*What is being asked*
Can you write out every line of the records below, requests included, with each point coordinate in the answers scaled by 1.85 and rounded to a whole number, halves rounding up? Leave the pictures out of your answer.

Records excerpted from a collection
__________________________________________________
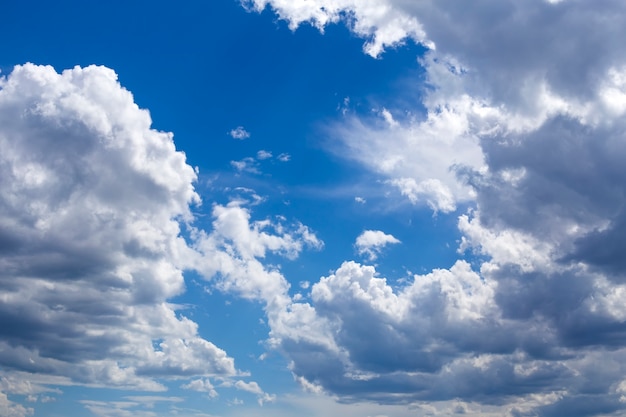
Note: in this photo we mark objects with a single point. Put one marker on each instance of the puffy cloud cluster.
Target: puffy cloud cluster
(371, 242)
(90, 240)
(524, 120)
__________________________________________________
*The answer*
Note: in this photo we mark objects with a single point. Put one marker on each instance of the puffy cloud cluster.
Target: puffy cloud cluster
(686, 448)
(167, 444)
(969, 222)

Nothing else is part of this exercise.